> _AIM A_:
Answer these questions about the Barcelona travel journal, one answer per line:
(i) At which hostel did the group book an 8-bed room?
(ii) What dried fruit was tried for the first time at La Boqueria?
(iii) In which city was Wok to Walk first found?

> _PROVIDED PASSAGE_:
Barcelona Travel Journal
Journalliing has always been my favourite way to document my travels but, I'll admit, I haven't kept up with it for every trip. It's definitely something I'll be working on because sharing about the trips I took during my exchange in Ireland would be really difficult to do so without the help of my journals and old blog posts!
I don't like the idea of calling these posts "guides" because I know I didn't see enough to know with certainty that these are the best things to see and do and I definitely made some mistakes along the way. I have no idea why I decided to start with Barcelona but let's just go with it... Enjoy!
Where to Stay
Barcelona is an unforgettable experience before you even get on the ground. The airport is just off the coast, so when our plane was landing I swore it was going to land on the water. The easiest way to get to our hostel was using an airport shuttle bus.
I was still cool with staying in hostels at this point so we booked an 8-bed room at St. Christopher's Hostel, which I had stayed at before. This hostel was in a great location, just steps from Plaça Catalunya and La Rambla. I also love it when hostels have a lively bar (with drink specials, of course).
Tip: Since I took this trip I started staying in more Airbnb's. If you are a light sleeper like me, it might be worth looking in to.
What to Eat
McDonald's (If You're Gluten Free)
I sound insane, but I couldn't wait to get to Spain because I heard that McDonald's has gluten free burger buns. When I got my double cheeseburger it was marked with a receipt that said “special order: sin gluten” which is always reassuring. I was SO excited and when I took my first bite all my lovely memories of eating two cheeseburger meals came flooding back. I hadn’t had a McDonald’s burger in OVER NINE YEARS at this point.
La Boqueria Market
Just off La Rambla is a famous market called La Boqueria, which was a perfect place to stop for a quick snack. It was super busy, but it was worth it.
The market was a spectacle of dried fruits, fruit juices, and fresh fish. I had never tried dried kiwi before and it didn't disappoint! Looking at all of the fish laying there as thought they had been thrown on the table minutes earlier was an interesting experience for me... due to my fear of fish and all.
Wok to Walk
Wok to Walk is a chain take out restaurant that we found for the first time in Amsterdam. It was perfect for me as they were able to tell me which sauces were gluten free, and there were enough options that I didn't get sick of it.

(Object position labeling entries)
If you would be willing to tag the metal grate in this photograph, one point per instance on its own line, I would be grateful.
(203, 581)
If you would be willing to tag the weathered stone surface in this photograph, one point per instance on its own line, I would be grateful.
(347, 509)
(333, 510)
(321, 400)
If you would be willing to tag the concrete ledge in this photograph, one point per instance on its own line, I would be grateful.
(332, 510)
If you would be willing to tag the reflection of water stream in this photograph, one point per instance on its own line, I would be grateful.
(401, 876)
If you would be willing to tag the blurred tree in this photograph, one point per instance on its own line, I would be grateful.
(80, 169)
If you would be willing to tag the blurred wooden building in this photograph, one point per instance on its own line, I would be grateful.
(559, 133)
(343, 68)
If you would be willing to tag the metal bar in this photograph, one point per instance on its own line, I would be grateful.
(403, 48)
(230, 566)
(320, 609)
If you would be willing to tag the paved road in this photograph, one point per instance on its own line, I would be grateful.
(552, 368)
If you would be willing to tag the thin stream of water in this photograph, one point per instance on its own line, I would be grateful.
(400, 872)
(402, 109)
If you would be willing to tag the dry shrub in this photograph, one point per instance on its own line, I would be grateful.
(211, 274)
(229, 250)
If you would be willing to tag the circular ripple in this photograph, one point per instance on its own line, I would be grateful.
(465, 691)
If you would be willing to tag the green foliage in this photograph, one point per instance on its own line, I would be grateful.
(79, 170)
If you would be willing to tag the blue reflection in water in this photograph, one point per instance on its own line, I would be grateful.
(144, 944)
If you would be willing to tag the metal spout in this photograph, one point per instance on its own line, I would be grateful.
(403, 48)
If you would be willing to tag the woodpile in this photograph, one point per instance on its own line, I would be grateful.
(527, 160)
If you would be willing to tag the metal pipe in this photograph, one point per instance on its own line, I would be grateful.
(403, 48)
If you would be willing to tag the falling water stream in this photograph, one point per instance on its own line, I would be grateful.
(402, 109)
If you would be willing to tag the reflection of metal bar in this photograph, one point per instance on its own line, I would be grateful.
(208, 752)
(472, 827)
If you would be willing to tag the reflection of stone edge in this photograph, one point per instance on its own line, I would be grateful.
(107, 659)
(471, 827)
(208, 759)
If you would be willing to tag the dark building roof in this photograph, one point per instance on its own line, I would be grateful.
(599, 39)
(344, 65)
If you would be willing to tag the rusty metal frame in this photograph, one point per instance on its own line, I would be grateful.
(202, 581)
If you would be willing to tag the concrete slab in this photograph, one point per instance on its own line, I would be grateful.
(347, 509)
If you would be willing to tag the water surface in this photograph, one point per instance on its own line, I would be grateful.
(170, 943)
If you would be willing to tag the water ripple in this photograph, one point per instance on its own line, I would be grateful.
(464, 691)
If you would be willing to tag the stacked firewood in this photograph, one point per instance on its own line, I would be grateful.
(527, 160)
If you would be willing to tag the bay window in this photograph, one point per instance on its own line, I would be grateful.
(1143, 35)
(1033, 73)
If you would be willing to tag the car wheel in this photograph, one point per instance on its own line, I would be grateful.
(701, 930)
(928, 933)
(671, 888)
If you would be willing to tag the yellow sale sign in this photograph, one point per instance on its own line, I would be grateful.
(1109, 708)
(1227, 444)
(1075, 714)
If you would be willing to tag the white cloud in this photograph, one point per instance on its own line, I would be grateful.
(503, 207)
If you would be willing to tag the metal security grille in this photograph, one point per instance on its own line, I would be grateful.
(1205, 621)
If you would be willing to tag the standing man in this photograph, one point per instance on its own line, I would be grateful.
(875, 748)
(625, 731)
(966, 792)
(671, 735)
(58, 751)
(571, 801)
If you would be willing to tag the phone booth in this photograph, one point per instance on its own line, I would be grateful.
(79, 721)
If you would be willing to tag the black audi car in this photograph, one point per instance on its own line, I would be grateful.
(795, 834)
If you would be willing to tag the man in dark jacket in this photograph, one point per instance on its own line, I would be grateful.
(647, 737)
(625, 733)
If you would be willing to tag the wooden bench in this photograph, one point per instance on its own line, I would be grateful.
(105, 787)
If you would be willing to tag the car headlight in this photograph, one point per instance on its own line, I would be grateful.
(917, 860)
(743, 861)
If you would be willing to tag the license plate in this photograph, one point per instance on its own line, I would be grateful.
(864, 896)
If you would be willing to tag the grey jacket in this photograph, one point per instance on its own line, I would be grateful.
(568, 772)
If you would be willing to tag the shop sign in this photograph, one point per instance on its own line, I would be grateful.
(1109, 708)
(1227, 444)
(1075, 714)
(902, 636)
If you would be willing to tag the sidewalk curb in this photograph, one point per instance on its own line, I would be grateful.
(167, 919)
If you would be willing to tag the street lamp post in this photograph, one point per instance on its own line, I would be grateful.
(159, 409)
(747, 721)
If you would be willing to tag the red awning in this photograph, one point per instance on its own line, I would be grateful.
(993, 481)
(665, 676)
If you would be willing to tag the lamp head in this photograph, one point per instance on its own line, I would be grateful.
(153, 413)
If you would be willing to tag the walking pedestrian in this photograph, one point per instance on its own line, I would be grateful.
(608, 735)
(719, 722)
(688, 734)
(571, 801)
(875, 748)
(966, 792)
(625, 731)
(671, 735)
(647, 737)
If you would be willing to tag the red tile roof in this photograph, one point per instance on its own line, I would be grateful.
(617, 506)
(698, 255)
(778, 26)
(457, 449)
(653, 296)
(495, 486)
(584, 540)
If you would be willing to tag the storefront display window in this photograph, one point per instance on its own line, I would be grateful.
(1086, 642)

> _AIM B_: Reproduce the records from the line containing "If you would be willing to tag the red tile" through the end of the records, keeping every line unchanged.

> _PROBLEM SOLUTION A_:
(i) St. Christopher's Hostel
(ii) Dried kiwi
(iii) Amsterdam

> _PROBLEM SOLUTION B_:
If you would be willing to tag the red tile roof in this photograph, one point per instance on its own line, I would be grateful.
(617, 506)
(698, 255)
(778, 26)
(457, 449)
(653, 296)
(495, 486)
(584, 540)
If you would be willing to tag the storefront display window in this photograph, one point per instance on its own line, I would be grateful.
(1086, 642)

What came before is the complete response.